**THE TASK**
Write out the column from "But only a very" down to "and feed it.", substituting "revelation" for "epiphany".

**QUOTED PASSAGE**
+-------+
Tuesday, March 11, 2014
By Robert Skoglund
Because we are going to swap dog stories today, I looked up the word “dogmatism” in a psychology book. On Page 573 I read, “Dogmatic persons find it difficult to change their beliefs” and was delighted that it fits right in with the topic at hand.
You might have heard me say that I don’t see any sense in keeping a pet that you can’t eat. A Maine man teaches his calves to graze quietly in the assigned areas. A small amount of mooing is tolerated as they age because it contributes to that pastoral ambiance that is treasured by the bed-and-breakfast guest.
As the summer passes, the man learns to love and appreciate his muscular steer friends, who convert ugly weeds and bushes into valuable protein, even as they contribute nitrogen and other valuable nutrients to the rocky soil. In November, he eats them.
But only a very foolish old man never changes his mind. Dogmatism is eventually trumped by epiphany, and there comes a time in every man’s life when he realizes it would be nice to have a pet that did absolutely nothing but wander around in his house and keep him company. So – keep your eyes open. If you can find a dog that can be taught the Heimlich maneuver and administer CPR, I will bring it to my home and feed it.
My wife, Marsha, The Almost Perfect Woman, likes dogs. One night, while visiting her daughter, she prepared to let the resident Loki Dog out for his evening run. Finding the electronic shock collar with the metal thing hanging from it that kept Loki from running beyond his allocated bounds, she slipped it over his head and let him outside.
+-------+
**DATASET**
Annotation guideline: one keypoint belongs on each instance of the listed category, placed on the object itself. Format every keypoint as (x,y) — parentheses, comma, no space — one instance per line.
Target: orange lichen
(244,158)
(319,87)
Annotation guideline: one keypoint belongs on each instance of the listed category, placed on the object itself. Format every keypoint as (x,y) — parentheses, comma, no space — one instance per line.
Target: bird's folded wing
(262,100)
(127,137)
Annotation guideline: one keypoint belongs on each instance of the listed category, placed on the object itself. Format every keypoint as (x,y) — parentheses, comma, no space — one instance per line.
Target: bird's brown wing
+-------+
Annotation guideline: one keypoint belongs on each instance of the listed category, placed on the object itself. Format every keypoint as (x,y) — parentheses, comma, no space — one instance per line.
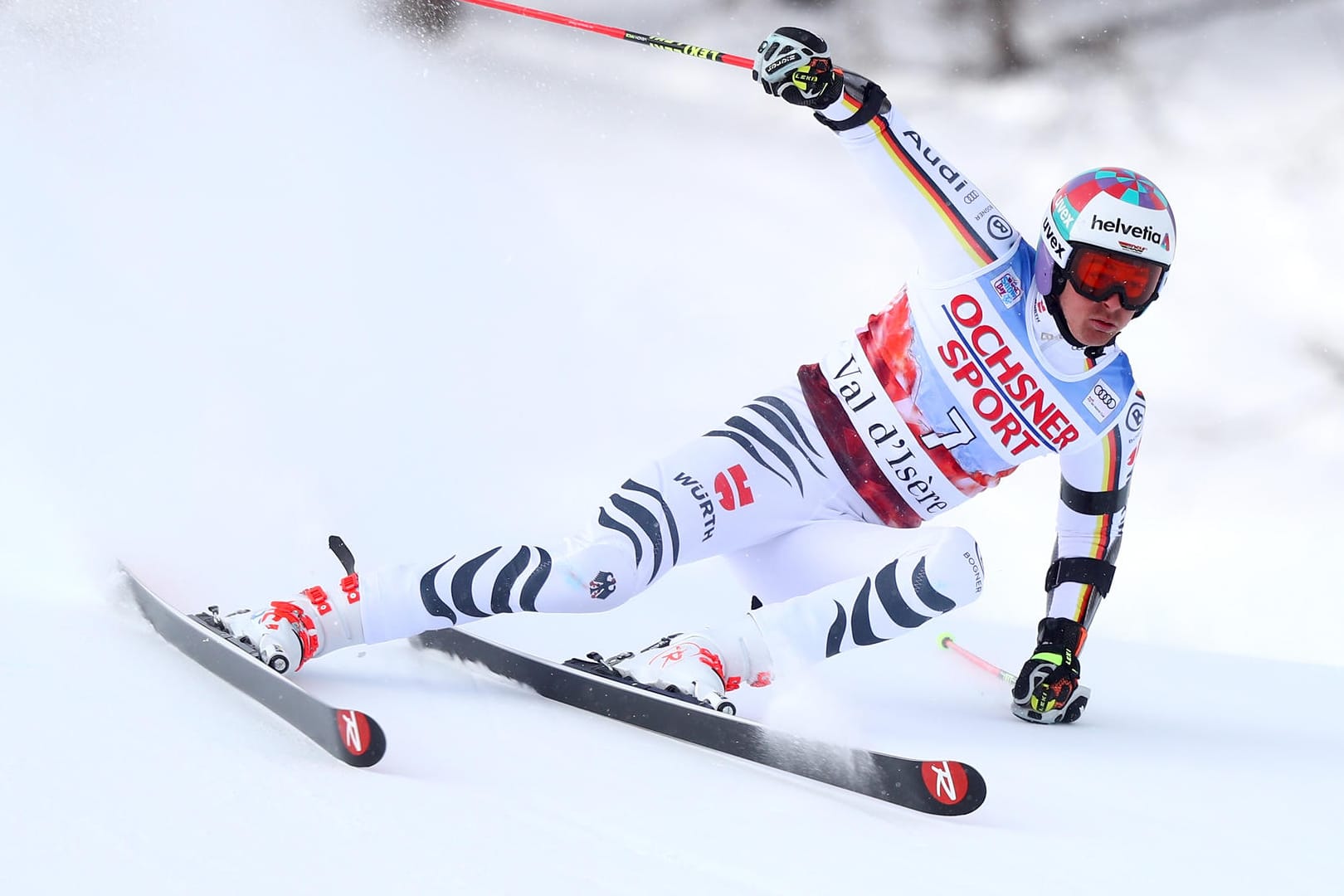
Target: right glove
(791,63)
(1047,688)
+-------+
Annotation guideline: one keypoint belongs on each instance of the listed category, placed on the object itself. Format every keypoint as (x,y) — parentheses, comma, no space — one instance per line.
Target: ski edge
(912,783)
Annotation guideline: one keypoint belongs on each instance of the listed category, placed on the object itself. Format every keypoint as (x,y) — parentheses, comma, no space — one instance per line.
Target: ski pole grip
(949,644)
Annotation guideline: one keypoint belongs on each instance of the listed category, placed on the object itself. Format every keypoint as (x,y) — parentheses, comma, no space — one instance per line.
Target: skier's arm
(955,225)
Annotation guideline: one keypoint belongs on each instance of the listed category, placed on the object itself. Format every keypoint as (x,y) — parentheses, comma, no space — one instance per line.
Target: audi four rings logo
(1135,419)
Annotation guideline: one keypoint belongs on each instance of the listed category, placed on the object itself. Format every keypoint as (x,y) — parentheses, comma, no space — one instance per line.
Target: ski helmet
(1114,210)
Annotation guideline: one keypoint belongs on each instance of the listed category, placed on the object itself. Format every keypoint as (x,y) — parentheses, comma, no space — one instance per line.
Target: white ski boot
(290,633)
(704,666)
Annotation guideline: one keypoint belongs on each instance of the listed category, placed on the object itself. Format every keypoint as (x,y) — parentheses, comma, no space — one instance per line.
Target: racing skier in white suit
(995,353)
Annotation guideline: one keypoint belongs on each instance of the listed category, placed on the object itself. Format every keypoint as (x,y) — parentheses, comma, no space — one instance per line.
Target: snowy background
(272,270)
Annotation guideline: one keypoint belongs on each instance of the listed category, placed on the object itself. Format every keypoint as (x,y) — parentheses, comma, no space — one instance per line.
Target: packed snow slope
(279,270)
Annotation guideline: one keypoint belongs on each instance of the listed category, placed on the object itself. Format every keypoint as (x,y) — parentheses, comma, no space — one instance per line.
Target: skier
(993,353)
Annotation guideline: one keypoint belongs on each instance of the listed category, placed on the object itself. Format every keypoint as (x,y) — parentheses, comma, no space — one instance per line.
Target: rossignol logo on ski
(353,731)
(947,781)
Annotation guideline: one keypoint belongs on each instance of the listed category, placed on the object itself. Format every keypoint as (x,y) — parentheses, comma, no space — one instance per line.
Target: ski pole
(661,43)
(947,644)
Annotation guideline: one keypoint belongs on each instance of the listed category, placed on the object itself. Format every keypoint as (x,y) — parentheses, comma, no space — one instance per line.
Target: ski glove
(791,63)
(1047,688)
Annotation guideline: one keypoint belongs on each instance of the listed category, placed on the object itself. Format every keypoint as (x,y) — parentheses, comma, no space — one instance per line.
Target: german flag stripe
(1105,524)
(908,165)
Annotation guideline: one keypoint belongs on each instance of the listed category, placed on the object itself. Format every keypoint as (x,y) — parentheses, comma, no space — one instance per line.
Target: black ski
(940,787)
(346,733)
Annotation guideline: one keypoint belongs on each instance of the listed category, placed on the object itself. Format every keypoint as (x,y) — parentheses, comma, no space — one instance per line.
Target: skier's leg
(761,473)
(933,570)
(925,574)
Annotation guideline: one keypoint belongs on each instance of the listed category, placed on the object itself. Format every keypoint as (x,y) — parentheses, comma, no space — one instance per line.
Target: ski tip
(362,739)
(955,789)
+-------+
**REPLY**
But only a very foolish old man never changes his mind. Dogmatism is eventually trumped by revelation, and there comes a time in every man’s life when he realizes it would be nice to have a pet that did absolutely nothing but wander around in his house and keep him company. So – keep your eyes open. If you can find a dog that can be taught the Heimlich maneuver and administer CPR, I will bring it to my home and feed it.